- [TASK PROMPT]: Copy exactly the last part of the entries, starting from the line with "bird's wing, the" and including the final line.
####################
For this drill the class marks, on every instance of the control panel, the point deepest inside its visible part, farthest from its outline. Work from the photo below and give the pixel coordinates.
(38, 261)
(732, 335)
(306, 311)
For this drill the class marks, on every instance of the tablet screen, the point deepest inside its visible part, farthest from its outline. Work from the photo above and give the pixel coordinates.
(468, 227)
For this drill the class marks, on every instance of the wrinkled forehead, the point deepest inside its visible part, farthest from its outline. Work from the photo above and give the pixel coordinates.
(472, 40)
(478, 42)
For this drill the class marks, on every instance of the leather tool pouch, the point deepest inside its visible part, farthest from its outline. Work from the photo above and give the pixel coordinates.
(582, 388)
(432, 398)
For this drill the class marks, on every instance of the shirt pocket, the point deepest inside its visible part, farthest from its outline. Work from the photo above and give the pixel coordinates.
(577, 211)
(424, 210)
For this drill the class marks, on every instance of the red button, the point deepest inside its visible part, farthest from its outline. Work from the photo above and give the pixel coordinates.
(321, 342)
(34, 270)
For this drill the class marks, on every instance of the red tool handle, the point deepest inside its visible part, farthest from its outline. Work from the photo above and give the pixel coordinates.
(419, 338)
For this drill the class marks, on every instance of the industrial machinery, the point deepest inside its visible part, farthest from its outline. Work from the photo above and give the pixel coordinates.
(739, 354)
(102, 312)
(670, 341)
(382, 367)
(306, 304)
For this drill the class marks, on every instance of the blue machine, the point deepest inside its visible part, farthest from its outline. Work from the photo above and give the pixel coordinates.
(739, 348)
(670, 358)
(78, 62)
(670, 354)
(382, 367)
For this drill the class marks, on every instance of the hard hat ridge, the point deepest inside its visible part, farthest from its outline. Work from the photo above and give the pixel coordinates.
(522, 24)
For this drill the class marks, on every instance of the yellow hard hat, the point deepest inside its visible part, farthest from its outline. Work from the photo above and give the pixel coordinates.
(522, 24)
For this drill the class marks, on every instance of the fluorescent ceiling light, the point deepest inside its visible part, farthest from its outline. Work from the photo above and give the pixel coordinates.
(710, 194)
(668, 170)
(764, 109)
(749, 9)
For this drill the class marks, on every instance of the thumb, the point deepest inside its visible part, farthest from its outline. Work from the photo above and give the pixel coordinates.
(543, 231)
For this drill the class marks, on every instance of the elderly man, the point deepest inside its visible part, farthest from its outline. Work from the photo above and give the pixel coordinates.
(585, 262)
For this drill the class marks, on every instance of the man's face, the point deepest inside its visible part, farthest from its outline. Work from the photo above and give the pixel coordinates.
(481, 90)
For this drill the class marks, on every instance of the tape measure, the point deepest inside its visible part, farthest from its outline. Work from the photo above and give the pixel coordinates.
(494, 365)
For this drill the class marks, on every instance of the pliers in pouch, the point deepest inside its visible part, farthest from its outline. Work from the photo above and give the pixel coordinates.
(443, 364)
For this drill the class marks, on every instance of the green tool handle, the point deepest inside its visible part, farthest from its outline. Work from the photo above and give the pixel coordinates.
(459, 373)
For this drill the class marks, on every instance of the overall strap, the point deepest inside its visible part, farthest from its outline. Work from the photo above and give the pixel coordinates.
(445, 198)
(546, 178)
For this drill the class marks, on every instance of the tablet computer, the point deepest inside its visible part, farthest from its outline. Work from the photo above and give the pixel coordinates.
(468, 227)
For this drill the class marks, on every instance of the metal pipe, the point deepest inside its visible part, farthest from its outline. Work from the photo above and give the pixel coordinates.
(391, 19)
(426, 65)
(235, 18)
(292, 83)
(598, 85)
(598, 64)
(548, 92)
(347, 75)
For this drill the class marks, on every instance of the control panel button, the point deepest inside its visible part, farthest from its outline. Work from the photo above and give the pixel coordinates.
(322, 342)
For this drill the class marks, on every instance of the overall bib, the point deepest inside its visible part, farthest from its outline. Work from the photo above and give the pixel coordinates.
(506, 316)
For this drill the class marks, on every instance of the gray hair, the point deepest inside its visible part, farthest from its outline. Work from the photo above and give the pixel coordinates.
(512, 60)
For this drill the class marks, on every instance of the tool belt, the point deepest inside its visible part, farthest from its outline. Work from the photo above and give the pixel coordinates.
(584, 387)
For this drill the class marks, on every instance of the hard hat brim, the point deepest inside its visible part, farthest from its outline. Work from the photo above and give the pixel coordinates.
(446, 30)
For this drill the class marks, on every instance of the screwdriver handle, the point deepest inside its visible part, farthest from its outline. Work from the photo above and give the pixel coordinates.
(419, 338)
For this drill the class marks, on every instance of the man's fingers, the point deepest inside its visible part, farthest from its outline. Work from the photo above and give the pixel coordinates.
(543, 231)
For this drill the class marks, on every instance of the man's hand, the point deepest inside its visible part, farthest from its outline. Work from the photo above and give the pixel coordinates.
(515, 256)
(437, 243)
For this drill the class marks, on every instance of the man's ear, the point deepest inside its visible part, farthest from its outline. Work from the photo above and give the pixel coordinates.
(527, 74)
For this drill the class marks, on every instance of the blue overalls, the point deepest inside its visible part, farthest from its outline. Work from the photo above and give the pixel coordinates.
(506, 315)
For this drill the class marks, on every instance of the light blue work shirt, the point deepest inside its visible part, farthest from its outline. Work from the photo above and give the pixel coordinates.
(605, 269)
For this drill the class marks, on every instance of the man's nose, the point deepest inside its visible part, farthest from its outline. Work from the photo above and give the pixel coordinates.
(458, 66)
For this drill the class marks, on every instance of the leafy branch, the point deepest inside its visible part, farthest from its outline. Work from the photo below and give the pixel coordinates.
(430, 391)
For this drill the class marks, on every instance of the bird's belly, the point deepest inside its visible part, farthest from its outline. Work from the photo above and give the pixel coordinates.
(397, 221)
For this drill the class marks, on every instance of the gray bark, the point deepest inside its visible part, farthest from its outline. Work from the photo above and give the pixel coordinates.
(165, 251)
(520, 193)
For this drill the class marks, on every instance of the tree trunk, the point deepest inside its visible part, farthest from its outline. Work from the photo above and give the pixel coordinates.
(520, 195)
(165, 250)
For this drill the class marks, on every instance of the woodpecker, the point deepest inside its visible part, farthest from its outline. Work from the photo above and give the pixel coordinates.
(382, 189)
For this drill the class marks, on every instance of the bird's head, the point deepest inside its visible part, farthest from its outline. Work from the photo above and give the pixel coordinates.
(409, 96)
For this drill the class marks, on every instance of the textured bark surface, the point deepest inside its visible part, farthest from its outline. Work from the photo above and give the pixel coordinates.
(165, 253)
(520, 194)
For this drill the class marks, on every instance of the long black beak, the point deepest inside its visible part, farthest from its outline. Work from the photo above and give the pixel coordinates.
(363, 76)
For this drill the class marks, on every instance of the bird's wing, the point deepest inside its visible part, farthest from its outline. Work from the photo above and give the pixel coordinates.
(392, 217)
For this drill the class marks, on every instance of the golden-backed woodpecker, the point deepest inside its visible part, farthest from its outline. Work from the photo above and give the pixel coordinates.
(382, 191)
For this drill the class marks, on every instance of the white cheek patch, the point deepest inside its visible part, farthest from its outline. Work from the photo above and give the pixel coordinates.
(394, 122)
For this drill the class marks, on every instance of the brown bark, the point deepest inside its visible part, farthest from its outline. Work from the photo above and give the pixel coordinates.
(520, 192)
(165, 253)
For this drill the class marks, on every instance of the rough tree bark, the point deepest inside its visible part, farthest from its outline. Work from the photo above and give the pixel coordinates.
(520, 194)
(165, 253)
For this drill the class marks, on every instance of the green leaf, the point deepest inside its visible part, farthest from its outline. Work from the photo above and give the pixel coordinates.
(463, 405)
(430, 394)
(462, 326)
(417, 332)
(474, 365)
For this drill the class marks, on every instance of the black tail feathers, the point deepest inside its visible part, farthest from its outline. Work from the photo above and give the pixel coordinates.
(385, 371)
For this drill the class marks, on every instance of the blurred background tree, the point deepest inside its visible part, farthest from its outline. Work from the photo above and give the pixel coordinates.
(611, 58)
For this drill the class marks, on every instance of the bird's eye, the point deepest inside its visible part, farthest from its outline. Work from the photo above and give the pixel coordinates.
####################
- [OUTPUT BELOW]:
For this drill the class marks, on every instance of the bird's wing, the point deepest inside its visible part, farthest from its outline. Work from the photo above and give the pixel coordinates.
(392, 217)
For this drill the class marks, on every instance of the golden-backed woodpecker, the point deepest inside its visible part, farthest from its outline. Work from the photo above and give the pixel coordinates.
(382, 191)
For this drill the class marks, on every instance of the white cheek patch, the point deepest inside its visible part, farthest from its outline. Work from the photo above and give the pixel coordinates.
(394, 122)
For this drill the class marks, on every instance of the brown bark, the point deepest inside its visible part, farthest from its outline. Work from the photo above and give the pixel coordinates.
(520, 192)
(165, 253)
For this drill the class marks, on every instance of the rough tree bark, the point deepest inside its visible part, farthest from its outline. Work from the photo above and give the pixel coordinates.
(520, 194)
(165, 253)
For this drill the class marks, on every instance of the green leaf, the point deepest inside its visible part, farthest from its outline. Work from the photo above and give the pixel coordinates.
(463, 405)
(430, 394)
(462, 326)
(417, 332)
(474, 365)
For this drill the class marks, on every instance of the black tail feathers, the point deepest inside its visible part, farthest from its outline. Work from the photo above and give the pixel coordinates.
(385, 371)
For this drill the class marks, on every instance of the blurred background tree, the point deepest inside its visible part, farthest from its outline. Work from the photo above and give the pixel coordinates.
(611, 58)
For this drill the class marks, on every instance of the bird's eye, the point deepest inside its visible part, farthest from its outline. Work from the photo above and give the pixel coordinates.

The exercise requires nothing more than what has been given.